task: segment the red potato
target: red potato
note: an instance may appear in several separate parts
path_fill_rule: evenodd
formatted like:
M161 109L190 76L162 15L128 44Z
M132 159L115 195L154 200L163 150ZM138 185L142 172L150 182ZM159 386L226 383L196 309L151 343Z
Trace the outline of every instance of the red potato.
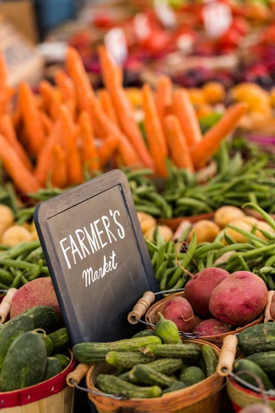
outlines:
M270 317L272 320L275 321L275 293L271 299L271 304L270 308Z
M61 316L58 301L50 277L37 278L18 290L12 297L10 318L36 306L50 306Z
M193 332L198 332L200 337L224 334L230 330L231 328L229 326L215 319L205 320L197 326L196 330L193 328Z
M164 304L162 314L167 320L174 321L179 331L189 332L192 330L194 313L185 298L174 297L168 299Z
M209 309L221 321L241 326L263 310L267 301L267 288L263 279L249 271L236 271L214 290Z
M213 290L230 276L221 268L209 268L199 271L184 287L186 299L191 304L195 314L206 319L211 317L209 302Z

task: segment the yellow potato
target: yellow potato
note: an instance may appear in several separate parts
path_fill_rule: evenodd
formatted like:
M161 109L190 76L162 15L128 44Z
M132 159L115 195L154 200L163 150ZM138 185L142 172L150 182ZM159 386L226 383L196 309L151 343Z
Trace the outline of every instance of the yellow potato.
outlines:
M150 228L148 231L146 232L144 236L148 238L149 241L153 241L154 231L156 229L156 226L152 226ZM168 226L166 225L158 225L157 226L159 234L162 235L164 242L169 241L173 237L173 231Z
M2 237L2 243L10 246L14 246L20 242L30 242L30 241L32 241L30 232L19 225L14 225L7 229Z
M225 228L229 222L241 220L245 216L245 214L239 208L225 205L216 211L214 215L214 222L220 228Z
M194 224L187 237L187 242L192 240L193 233L197 235L197 242L212 242L220 231L220 228L212 221L201 220Z
M155 228L157 225L155 218L145 212L138 212L138 218L144 234L153 226Z
M241 220L232 221L230 225L234 225L234 226L236 226L248 232L251 231L251 225L247 222L244 222ZM235 242L241 243L248 242L248 239L245 235L239 233L234 229L232 229L231 228L226 228L225 233L233 238Z

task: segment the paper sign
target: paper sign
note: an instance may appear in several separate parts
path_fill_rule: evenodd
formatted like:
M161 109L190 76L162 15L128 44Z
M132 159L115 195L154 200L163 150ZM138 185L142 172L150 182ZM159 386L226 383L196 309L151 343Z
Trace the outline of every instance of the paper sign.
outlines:
M154 0L154 10L164 26L172 29L177 25L177 17L168 0Z
M125 34L121 28L114 28L104 37L105 46L118 65L123 65L128 56Z
M127 315L158 287L125 175L112 171L43 202L34 222L72 343L140 330Z
M205 30L210 37L220 37L232 24L231 8L223 3L211 2L206 5L202 14Z

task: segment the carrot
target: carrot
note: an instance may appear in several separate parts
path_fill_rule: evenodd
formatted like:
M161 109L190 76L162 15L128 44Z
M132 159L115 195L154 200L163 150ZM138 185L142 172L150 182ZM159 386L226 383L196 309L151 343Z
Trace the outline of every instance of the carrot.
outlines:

**Short problem**
Update all the lines above by putting "purple potato" wherever "red potato" appears, leaving everything else unchanged. Omit the pictures from your answer.

**Output below**
task: segment the purple potato
target: purple potato
note: an instance may appear in several separate parts
path_fill_rule: evenodd
formatted like:
M161 109L190 76L162 15L128 44Z
M132 159L115 195L154 200L163 150ZM138 185L142 172L150 182ZM159 386L226 383L196 309L151 343Z
Trace the outline of every instance of the purple potato.
outlines:
M270 317L272 320L275 321L275 293L271 299L271 304L270 308Z
M61 316L58 301L50 277L37 278L18 290L12 297L10 318L36 306L50 306Z
M193 332L198 332L200 337L224 334L230 330L231 328L229 326L215 319L205 320L197 326L196 330L193 328Z
M164 304L162 314L167 320L174 321L179 331L189 332L192 330L194 313L185 298L174 297L168 299Z
M209 309L221 321L241 326L263 310L267 301L267 288L263 279L249 271L236 271L214 290Z
M213 290L230 276L221 268L209 268L199 271L184 287L186 299L191 304L195 314L206 319L211 317L209 302Z

task: segment the yellow potato
target: yellow potato
note: an instance may appear in several separate parts
path_fill_rule: evenodd
formatted like:
M161 109L190 76L162 15L128 44Z
M132 159L115 195L154 200L163 150ZM138 185L142 172L150 182ZM159 386L226 383L196 309L151 343Z
Trace the outline of every instance of the yellow potato.
outlines:
M150 228L148 231L146 232L144 236L148 238L149 241L153 241L154 231L156 229L156 226L152 226ZM168 226L166 225L158 225L157 226L159 234L162 235L164 242L169 241L173 237L173 231Z
M2 237L2 243L10 246L14 246L20 242L30 242L30 241L32 241L30 232L19 225L14 225L7 229Z
M225 228L229 222L241 220L245 216L245 214L239 208L225 205L216 211L214 215L214 222L220 228Z
M194 224L187 237L187 242L192 240L193 233L197 235L197 242L212 242L220 231L220 228L212 221L201 220Z
M155 228L157 225L155 218L145 212L138 212L138 218L144 234L153 226Z
M241 220L232 221L230 225L234 225L234 226L236 226L248 232L251 231L251 225L247 222L244 222ZM235 242L241 243L248 242L248 239L245 235L239 233L234 229L232 229L231 228L226 228L225 233L233 238Z

task: segment the paper sign
target: paper sign
note: an instance may appear in several separate parts
path_fill_rule: evenodd
formatted like:
M161 109L190 76L162 15L128 44Z
M132 159L115 195L154 200L163 150ZM138 185L142 172L150 182ZM159 386L226 383L196 309L151 343Z
Trace the outline of every instance of the paper sign.
outlines:
M154 0L154 10L164 26L172 29L177 25L177 17L168 0Z
M125 34L121 28L114 28L104 37L105 46L118 65L123 65L128 56Z
M127 315L158 287L125 175L112 171L43 202L34 222L72 343L140 330Z
M205 30L210 37L220 37L232 24L231 8L223 3L211 2L206 5L202 14Z

task: segment the carrot
target: carrot
note: an instance may appear in several separate parts
path_fill_rule: evenodd
formatted like:
M161 109L190 76L162 15L128 44Z
M132 159L115 195L154 200L163 150ZM138 185L142 172L150 182ZM159 386L226 383L196 309L151 343Z
Trace the outline of every instance of the carrot.
outlines:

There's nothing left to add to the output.